*Extract provided*
Segment Open

Under the New Mexico public health order signed on Aug. 12, school districts and charter schools are no longer required to report staff surveillance testing data through the Department of Health Provider Portal for COVID-19; social distancing is recommended but not required; and school districts are no longer required to participate in the Test to Stay program.

DOH Infectious Disease Bureau Director Dr. Miranda Durham said while vaccinations are saving lives, “they don’t necessarily get rid of cases.”

New Mexico has done awesome with vaccines, she said, but “we do lag with boosters, across all age groups.”

As of Tuesday, 72% of eligible New Mexican adults had received a booster shot, 31% of New Mexican children had completed their primary series, and only 6% of the youngest children had gotten their first dose, according to DOH.

“Our kids are going back to school, and there’s no masking anymore in schools,” Durham said. “This is, I think, a really at-risk population.”

In new guidance for schools, the CDC recommends universal indoor masking in schools, early care and education programs in communities at a high “COVID-19 community level.” Regardless of level, the CDC recommends masking in all health care settings, including school nurses’ offices.

As of Wednesday, that included Bernalillo, Sandoval, Valencia, Cibola, McKinley, De Baca, Roosevelt, Curry, Quay, Grant and Hidalgo counties. Together, those counties account for more than half of the state’s population.

Under the CDC’s previous “community transmission level” map, the CDC would have recommended universal indoor masking in every county in New Mexico other than Harding.

Segment Closed

*Available data*
Segment Open

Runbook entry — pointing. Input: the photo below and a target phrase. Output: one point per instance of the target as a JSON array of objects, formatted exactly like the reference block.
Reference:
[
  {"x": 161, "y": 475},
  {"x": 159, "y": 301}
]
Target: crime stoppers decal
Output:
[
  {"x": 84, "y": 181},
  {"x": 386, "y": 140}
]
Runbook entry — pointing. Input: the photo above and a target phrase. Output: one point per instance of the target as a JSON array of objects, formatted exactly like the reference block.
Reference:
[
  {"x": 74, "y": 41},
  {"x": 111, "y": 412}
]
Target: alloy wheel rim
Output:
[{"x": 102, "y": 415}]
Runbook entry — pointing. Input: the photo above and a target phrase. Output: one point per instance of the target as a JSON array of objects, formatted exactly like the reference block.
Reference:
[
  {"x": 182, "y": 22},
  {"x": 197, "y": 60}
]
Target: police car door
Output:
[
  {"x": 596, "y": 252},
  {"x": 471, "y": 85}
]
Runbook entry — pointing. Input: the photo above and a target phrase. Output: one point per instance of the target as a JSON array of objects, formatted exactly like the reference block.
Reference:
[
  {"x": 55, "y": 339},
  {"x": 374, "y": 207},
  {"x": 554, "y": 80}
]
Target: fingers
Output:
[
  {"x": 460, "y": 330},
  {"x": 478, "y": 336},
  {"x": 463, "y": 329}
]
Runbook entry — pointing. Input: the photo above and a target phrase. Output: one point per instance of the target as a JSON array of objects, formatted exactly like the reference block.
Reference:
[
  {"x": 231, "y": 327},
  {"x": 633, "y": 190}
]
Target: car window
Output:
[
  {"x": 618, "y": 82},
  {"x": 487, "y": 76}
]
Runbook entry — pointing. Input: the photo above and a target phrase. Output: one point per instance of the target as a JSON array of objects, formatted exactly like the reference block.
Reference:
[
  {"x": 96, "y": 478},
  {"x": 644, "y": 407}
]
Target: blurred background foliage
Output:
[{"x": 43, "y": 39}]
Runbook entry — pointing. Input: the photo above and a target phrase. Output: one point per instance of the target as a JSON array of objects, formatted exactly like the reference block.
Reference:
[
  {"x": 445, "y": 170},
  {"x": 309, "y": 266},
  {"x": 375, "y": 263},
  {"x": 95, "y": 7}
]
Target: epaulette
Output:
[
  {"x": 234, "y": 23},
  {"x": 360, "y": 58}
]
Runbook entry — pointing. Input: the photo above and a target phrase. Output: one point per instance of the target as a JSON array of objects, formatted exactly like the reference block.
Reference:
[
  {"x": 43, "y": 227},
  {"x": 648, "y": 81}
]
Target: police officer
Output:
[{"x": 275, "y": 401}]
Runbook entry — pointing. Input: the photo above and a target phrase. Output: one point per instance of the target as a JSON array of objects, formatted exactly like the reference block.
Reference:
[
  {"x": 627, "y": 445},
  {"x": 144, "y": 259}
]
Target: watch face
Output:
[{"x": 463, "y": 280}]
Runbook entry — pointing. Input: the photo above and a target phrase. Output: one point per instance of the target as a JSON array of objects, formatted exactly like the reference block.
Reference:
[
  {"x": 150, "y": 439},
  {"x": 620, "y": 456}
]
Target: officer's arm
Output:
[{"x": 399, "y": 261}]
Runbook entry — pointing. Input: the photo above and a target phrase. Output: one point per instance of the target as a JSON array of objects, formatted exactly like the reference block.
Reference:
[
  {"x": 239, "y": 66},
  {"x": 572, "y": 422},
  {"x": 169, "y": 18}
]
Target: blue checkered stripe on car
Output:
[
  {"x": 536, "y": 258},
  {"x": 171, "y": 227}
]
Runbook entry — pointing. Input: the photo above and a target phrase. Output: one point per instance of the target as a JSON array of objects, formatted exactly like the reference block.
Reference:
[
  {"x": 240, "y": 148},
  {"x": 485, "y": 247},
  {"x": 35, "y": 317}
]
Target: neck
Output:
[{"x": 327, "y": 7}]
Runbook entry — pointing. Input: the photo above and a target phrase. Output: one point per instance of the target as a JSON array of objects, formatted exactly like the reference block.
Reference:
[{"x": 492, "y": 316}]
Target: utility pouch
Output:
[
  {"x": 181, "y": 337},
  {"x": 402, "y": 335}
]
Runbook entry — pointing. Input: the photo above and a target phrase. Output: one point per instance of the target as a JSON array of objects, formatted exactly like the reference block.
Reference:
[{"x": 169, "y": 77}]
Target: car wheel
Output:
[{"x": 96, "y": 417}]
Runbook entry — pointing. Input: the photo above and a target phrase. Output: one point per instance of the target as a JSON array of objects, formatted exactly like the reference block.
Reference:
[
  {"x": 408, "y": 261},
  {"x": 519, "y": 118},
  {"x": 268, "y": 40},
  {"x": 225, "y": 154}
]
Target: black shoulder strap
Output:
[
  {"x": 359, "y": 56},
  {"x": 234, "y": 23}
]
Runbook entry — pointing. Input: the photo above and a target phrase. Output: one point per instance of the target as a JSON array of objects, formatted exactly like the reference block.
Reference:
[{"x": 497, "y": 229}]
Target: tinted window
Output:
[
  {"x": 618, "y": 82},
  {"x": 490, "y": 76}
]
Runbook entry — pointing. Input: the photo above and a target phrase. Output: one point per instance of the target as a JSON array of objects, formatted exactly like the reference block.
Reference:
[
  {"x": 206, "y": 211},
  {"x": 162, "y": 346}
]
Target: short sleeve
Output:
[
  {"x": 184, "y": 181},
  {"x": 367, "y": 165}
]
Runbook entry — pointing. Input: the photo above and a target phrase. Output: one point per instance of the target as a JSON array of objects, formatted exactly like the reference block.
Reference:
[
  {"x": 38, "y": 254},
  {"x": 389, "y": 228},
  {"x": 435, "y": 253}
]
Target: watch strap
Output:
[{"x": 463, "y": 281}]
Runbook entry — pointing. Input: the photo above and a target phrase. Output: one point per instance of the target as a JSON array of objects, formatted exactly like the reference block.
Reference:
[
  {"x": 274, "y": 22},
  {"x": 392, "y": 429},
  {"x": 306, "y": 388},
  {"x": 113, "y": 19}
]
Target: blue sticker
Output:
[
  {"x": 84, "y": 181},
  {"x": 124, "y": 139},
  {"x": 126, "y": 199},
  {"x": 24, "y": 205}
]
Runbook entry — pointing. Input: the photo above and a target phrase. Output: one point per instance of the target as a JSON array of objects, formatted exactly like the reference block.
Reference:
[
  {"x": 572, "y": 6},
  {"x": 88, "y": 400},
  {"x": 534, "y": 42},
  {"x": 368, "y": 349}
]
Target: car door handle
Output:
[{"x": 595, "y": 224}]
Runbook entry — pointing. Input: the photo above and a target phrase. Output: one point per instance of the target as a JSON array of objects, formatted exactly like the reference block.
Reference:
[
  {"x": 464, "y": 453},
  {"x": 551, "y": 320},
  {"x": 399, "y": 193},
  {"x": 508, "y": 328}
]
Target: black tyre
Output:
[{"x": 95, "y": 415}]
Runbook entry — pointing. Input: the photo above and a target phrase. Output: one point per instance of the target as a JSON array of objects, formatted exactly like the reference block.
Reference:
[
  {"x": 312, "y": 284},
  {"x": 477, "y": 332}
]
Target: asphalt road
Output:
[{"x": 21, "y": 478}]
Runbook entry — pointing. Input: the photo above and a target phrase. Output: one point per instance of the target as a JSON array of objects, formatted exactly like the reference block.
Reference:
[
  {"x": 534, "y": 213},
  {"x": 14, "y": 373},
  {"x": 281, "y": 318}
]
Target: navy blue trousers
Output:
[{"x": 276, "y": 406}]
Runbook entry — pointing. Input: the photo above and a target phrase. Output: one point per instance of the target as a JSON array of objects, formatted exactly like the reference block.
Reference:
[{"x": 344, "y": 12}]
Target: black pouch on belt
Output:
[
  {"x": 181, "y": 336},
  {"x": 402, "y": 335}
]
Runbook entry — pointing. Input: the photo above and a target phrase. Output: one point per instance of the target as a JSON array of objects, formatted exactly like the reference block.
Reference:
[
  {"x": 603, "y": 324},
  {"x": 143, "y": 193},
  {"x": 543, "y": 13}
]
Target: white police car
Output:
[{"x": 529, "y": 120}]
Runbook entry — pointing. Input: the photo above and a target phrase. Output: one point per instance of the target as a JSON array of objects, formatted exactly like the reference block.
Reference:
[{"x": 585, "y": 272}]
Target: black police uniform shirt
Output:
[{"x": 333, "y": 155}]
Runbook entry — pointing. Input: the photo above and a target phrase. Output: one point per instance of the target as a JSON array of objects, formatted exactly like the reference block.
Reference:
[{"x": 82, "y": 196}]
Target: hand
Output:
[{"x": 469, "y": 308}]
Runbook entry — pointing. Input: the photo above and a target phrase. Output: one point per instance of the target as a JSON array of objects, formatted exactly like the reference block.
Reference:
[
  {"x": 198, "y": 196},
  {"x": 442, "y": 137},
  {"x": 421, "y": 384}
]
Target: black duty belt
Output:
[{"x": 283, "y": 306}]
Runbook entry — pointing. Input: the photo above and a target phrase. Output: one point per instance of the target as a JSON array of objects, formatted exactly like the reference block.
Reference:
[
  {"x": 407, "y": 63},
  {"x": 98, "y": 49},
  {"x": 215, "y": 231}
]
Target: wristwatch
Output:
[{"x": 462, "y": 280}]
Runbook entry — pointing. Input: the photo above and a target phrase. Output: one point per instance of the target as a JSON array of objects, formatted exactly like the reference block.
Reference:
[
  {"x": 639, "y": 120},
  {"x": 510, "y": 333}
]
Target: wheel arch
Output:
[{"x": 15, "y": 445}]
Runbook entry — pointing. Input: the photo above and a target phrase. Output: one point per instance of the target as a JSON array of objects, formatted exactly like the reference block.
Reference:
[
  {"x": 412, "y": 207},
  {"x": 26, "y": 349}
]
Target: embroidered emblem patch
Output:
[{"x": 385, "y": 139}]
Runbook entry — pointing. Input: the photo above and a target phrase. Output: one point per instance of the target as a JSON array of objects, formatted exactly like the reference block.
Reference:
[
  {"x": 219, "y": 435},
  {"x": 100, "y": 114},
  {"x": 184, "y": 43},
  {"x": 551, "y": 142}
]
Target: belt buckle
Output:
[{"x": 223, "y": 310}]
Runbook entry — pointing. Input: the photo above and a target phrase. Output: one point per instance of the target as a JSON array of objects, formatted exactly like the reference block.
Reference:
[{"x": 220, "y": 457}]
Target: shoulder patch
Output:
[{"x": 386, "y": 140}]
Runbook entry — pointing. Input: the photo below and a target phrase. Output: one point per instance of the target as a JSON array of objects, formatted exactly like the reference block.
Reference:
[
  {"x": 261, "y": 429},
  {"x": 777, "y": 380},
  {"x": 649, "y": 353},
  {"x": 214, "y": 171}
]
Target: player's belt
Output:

Segment Closed

*Tasks and exercises*
**a.** Answer these questions from the article on COVID-19 rules in New Mexico schools, marking each answer (i), (ii), (iii) to match:
(i) On what date was the New Mexico public health order signed?
(ii) As of Tuesday, what percentage of eligible New Mexican adults had received a booster shot?
(iii) Under the CDC's previous map, which New Mexico county was the only one where universal indoor masking would not have been recommended?
**b.** Go on with the article on COVID-19 rules in New Mexico schools, starting right after its last sentence.

*Task-by-task results*
**a.**
(i) Aug. 12
(ii) 72%
(iii) Harding

**b.**
The first day of school for students was Aug. 10. The New Mexico Public Education Department said in an Aug. 12 news release it is working on an updated tool kit to align with the CDC guidance and the new health order.

No local government or school district in New Mexico has implemented its own local mask mandate.

That’s because the federal government sets the tone for state and local governments, said Kristin Urquiza, founder of Marked by COVID, a survivors’ advocacy network. Both the Trump and Biden administrations have set the tone for the rest of the country, she said.

“I do think there’s culpability throughout the chain,” she said. “Ultimately, the fish rots from the head.”

Right now, the tone is “COVID is over,” Urquiza said, despite the fact that we are in a deadly surge where about 500 people in the U.S. are dying each day, according to The New York Times.

“Two years ago – a year ago – this would not have been acceptable,” she said. “It’s still not acceptable, and we should not be normalizing this amount of death, as well as disability.”

That tone was palpable at the awards ceremony. Speakers repeatedly referred to the pandemic in past tense, and the event’s emcee Pamela Blackwell, director of government relations and communications for the New Mexico Hospital Association, said we are entering “a new phase of this uncharted journey.”

Scrase’s final remark in his acceptance speech was that every single person who did anything to reduce the spread of COVID-19 has helped to save lives.

But Urquiza said the CDC’s COVID-19 guidance continues to walk back protections to control the spread. The guidance is not informed by data showing the importance of protecting the lives of people who are at higher risk of severe or fatal COVID-19, Urquiza said, including elderly, immunocompromised and medically vulnerable people.

The federal government’s vaccine and treatment plan cuts those communities out of the equation, she said, because it doesn’t address keeping transmission rates low. For those individuals, it’s more probable that if they contract COVID-19, they would have a more severe case, irrespective of vaccination status or what treatments are available to them, she said.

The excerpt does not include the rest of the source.